═════ PROVIDED INFORMATION

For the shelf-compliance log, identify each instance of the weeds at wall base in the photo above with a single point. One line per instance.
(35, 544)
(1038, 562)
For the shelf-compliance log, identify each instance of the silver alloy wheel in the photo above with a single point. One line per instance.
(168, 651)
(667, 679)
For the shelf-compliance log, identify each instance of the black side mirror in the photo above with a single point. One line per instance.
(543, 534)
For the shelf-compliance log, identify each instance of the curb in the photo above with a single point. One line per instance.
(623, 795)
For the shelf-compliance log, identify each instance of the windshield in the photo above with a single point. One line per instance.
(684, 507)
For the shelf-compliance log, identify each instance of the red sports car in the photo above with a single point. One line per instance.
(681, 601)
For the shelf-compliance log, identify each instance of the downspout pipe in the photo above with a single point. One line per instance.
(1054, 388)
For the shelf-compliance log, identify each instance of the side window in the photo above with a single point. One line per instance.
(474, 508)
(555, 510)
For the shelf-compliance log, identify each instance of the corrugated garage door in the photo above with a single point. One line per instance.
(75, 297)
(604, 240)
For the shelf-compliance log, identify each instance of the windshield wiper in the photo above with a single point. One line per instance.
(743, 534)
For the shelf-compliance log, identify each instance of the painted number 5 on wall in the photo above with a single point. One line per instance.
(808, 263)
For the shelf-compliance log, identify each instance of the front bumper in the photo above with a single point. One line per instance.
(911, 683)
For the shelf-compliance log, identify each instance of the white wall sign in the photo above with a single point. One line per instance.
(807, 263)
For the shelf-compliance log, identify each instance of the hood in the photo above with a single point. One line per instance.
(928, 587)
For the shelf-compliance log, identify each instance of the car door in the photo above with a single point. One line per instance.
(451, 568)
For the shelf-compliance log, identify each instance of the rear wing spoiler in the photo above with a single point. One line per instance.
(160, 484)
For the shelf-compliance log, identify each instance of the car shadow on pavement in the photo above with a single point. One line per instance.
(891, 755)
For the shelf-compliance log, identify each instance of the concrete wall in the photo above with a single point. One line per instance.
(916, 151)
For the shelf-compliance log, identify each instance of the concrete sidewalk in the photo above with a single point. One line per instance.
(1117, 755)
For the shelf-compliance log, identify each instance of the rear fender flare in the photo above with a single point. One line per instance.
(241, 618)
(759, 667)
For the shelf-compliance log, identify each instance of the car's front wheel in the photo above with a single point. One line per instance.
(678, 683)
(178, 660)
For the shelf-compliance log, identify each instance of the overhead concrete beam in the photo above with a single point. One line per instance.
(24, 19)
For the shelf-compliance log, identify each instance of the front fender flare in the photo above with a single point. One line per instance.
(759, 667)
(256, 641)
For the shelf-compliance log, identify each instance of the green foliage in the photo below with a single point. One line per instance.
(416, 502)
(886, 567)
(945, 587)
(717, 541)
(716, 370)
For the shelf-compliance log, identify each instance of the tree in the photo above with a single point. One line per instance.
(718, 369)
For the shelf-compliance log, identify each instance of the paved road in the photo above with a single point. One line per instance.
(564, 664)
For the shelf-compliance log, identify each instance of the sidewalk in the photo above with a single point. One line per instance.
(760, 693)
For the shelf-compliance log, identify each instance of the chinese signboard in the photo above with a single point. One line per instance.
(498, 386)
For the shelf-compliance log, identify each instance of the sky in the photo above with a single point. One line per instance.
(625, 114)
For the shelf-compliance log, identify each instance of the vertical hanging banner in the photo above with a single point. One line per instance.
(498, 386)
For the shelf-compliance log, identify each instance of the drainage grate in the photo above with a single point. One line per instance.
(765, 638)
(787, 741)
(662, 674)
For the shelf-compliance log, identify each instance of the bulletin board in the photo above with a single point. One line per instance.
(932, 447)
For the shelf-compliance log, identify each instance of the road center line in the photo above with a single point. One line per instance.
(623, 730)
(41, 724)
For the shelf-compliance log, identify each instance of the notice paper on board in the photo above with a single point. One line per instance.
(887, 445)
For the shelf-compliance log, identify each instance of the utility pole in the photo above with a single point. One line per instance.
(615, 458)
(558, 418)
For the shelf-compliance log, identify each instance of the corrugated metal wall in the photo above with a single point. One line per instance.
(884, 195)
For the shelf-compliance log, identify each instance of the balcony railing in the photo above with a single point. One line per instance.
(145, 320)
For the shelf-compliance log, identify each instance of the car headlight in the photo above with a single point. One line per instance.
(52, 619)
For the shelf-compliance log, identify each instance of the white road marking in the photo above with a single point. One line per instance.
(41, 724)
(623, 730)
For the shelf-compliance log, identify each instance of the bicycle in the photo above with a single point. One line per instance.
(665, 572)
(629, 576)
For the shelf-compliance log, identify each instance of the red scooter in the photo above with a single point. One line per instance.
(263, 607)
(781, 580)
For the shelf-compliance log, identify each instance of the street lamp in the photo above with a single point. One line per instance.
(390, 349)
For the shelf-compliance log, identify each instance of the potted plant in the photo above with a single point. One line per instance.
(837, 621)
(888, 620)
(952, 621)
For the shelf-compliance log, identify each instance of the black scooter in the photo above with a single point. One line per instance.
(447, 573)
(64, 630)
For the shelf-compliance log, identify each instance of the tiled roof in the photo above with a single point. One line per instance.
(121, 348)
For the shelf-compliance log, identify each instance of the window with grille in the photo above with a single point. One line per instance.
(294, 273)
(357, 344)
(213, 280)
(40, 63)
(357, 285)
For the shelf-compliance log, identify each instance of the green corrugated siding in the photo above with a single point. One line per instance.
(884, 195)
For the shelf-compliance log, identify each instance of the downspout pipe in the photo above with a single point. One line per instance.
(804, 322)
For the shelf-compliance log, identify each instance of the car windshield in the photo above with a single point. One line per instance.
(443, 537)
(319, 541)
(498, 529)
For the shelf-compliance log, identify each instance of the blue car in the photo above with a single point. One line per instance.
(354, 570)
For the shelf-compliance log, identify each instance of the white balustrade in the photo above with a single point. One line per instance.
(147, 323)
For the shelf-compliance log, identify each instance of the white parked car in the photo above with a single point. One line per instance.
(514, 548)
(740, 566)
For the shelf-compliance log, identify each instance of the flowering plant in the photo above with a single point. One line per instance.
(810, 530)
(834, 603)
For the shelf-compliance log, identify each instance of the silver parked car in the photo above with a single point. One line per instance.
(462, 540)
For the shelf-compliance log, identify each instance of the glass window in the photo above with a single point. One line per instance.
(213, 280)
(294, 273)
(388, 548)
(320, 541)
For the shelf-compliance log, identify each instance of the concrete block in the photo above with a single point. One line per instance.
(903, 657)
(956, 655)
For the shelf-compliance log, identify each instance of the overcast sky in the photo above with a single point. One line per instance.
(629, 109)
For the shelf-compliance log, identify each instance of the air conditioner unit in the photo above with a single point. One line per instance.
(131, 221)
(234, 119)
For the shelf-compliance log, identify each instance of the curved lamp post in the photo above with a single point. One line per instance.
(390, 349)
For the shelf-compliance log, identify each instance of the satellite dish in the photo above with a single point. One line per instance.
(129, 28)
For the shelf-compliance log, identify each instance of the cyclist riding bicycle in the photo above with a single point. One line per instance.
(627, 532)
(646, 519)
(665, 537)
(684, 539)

══════════

● GOAL:
Each of the records should be retyped exactly.

● OUTPUT OF THE EXERCISE:
For the shelf-compliance log, identify each instance of the weeds at wall base in the photo above with a single point. One line per instance.
(35, 544)
(1038, 562)
For the shelf-compliance log, identify each instance of the silver alloy wheel in the photo above with a single point. One line per instance.
(168, 651)
(667, 679)
For the shelf-compliance log, identify each instance of the black side mirror in the photo above with a single point. One line per instance.
(543, 534)
For the shelf-compliance log, identify each instance of the curb in the photo above with a single point. One line per instance.
(623, 795)
For the shelf-compliance log, identify each instance of the windshield in the photo above with a single point. One line per instance.
(684, 507)
For the shelf-compliance log, identify each instance of the red sports car in the photo above with a single point. One line per instance.
(681, 601)
For the shelf-compliance log, identify each instance of the downspout pipe in the photo above with a single point. One line per instance.
(1054, 388)
For the shelf-compliance log, identify each instance of the side window in the photo above with a single point. One line per instance.
(474, 508)
(555, 510)
For the shelf-compliance log, identify each instance of the corrugated garage door in the photo above with a single point. One line per instance.
(75, 297)
(604, 240)
For the shelf-compliance log, identify each instance of the windshield wiper in the photo above with a single point. One line per instance.
(743, 534)
For the shelf-compliance log, identify each instance of the painted number 5 on wall in the photo above with a single point. One line per instance.
(808, 263)
For the shelf-compliance log, identify each instance of the front bumper in the photo above with a single point. One line per instance.
(911, 683)
For the shelf-compliance log, identify each instance of the white wall sign in the photo above with a single point. One line per instance.
(807, 263)
For the shelf-compliance log, identify each instance of the hood in the photo above with a single point. One line per instance.
(928, 587)
For the shelf-compliance log, identify each instance of the car door in the photo above with a single point. One line per instance.
(451, 568)
For the shelf-compliance log, identify each instance of the rear wing spoiler in the photo above with a single point. One line per instance.
(160, 484)
For the shelf-compliance log, identify each instance of the car shadow on pavement in the photo above with a single point. One line per instance.
(891, 755)
For the shelf-compliance log, identify each instance of the concrete wall in the photo above with a single point. One line per instance.
(916, 151)
For the shelf-compliance log, identify each instance of the concrete sidewalk in the photo above with a single point. One line per instance.
(1117, 755)
For the shelf-compliance log, identify each instance of the rear fender flare in the photo above with a single point. One line per instance.
(241, 618)
(759, 667)
For the shelf-compliance log, identify each instance of the car's front wheel in the photo above with a single point. One line per instance.
(678, 683)
(178, 660)
For the shelf-compliance log, identify each instance of the overhead concrete beam in the photo above with a single point. One line per instance.
(24, 19)
For the shelf-compliance log, identify each instance of the front fender flare in the photo above with a single point. One line per instance.
(759, 667)
(256, 641)
For the shelf-compliance log, identify each instance of the green foliage in the photo below with a single point. One line per instance.
(416, 502)
(886, 567)
(945, 587)
(717, 541)
(716, 370)
For the shelf-compliance log, identify each instance of the tree in the photo above with a single point. One line per instance.
(718, 369)
For the shelf-compliance log, identify each instance of the paved road in the photo above with a single point. One line per instance.
(564, 664)
For the shelf-compliance log, identify each instance of the sidewalk in the photo above with a single point. One line per instance.
(760, 693)
For the shelf-compliance log, identify each instance of the chinese signboard in the photo above with a single point. One line per instance.
(498, 386)
For the shelf-compliance log, identify each instance of the sky in the photo above with a single point. One line per instance.
(625, 114)
For the shelf-compliance log, identify each instance of the vertical hanging banner in the photo above with a single point. One line per instance.
(498, 386)
For the shelf-compliance log, identify each instance of the drainage grate in the photo above with a single point. One line per instance.
(765, 638)
(787, 741)
(662, 674)
For the shelf-compliance log, identify each instance of the bulletin board in the photo above with a single point. One line per instance.
(932, 447)
For the shelf-compliance log, identify each instance of the road center line in the photo above with a single point. One line per instance.
(623, 730)
(41, 724)
For the shelf-compliance log, identify each instance of the notice paper on board in the photo above with a single point. One line per instance.
(887, 445)
For the shelf-compliance log, identify each instance of the utility pole in the photo above with a single point. One line per instance.
(615, 458)
(558, 418)
For the shelf-compliance log, identify each instance of the corrugated metal wall in the photo above with a single point. One line per instance.
(884, 195)
For the shelf-compliance log, identify each instance of the balcony railing in the photo above with a single point. One line per instance.
(145, 320)
For the shelf-compliance log, identify each instance of the car headlight in the photo above with a single point. One line per instance.
(52, 619)
For the shelf-compliance log, identify each instance of the white road marking in the photo above with a single point. One line per instance.
(41, 724)
(623, 730)
For the shelf-compliance log, identify each instance of the bicycle in the photo above with a single point. One line per instance.
(665, 572)
(629, 576)
For the shelf-compliance log, identify each instance of the red scooter in the photo above with a single point. One line per instance.
(263, 607)
(781, 580)
For the shelf-compliance log, identify each instance of the street lamp in the photo above with a single point. One line per instance.
(390, 349)
For the shelf-compliance log, identify each instance of the potted plant in the photo above with a single point. One line per instance.
(837, 621)
(888, 620)
(952, 621)
For the shelf-compliance log, identify each instance of the black scooter in the photo above with a single point. One line per instance.
(447, 573)
(64, 630)
For the shelf-compliance log, identify each instance of the tiled roof in the photo above with a single point. One line per instance.
(121, 348)
For the shelf-compliance log, identify each instance of the window with grille in the photo above with a single point. One line per instance.
(294, 273)
(357, 344)
(213, 280)
(40, 63)
(357, 285)
For the shelf-compliance log, identify each instance of the green corrugated siding in the photo above with a single point. One line per instance.
(884, 195)
For the shelf-compliance log, identify each instance of the downspout pipe in the photo above with a single point. One line per instance.
(804, 322)
For the shelf-compliance log, identify each instance of the car windshield in the photo above with a single point. One line per instance.
(443, 537)
(319, 541)
(498, 529)
For the shelf-compliance log, identify each instance of the blue car in the photo above with a single point. One line per instance.
(354, 570)
For the shelf-compliance log, identify each instance of the white balustrade in the photo above with a single point. One line per instance.
(147, 323)
For the shelf-compliance log, identify each instance of the white parked car in the photo above with a single point. One line per instance.
(514, 548)
(740, 566)
For the shelf-compliance log, identify each instance of the flowering plant in the photo above with a single point. One line per instance.
(810, 530)
(834, 603)
For the shelf-compliance log, identify each instance of the silver parked car in the photo above with a single point. One line per instance.
(462, 540)
For the shelf-compliance log, identify each instance of the glass window in the photo above with a single point. One line per instance.
(213, 280)
(294, 273)
(388, 548)
(320, 541)
For the shelf-compliance log, identify each instance of the concrete block in the photo above with a single point. One line per instance.
(903, 657)
(956, 655)
For the shelf-compliance log, identify each instance of the overcast sky in the photo above with a single point. One line per instance.
(629, 109)
For the shelf-compliance log, identify each instance of the air conditioner unit in the photo above with a single point. One line per instance.
(131, 221)
(234, 119)
For the shelf-compliance log, identify each instance of the curved lamp post in the photo above with a single point. One line per instance.
(390, 349)
For the shelf-compliance log, identify each instance of the satellite dish in the photo above with a single point. One line per instance.
(129, 28)
For the shelf-compliance log, identify each instance of the cyclist riding bicycle in the photo above with a single point. One line per instance.
(627, 532)
(646, 519)
(665, 537)
(684, 539)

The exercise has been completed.